### Task directions
Give the number of lines below that hold "ceiling", and only that.
------------------------
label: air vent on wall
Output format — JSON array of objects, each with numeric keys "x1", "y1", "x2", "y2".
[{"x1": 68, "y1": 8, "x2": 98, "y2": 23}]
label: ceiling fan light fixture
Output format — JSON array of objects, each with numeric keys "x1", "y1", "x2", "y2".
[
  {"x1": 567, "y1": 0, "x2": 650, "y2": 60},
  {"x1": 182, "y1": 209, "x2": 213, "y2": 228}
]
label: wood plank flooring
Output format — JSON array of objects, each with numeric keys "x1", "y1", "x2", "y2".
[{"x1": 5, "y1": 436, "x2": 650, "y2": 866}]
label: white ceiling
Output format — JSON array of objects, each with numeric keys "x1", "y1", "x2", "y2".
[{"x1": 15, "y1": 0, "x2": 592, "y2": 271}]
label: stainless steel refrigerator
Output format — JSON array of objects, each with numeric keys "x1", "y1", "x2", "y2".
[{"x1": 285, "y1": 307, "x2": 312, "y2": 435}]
------------------------
### Response to this exercise
2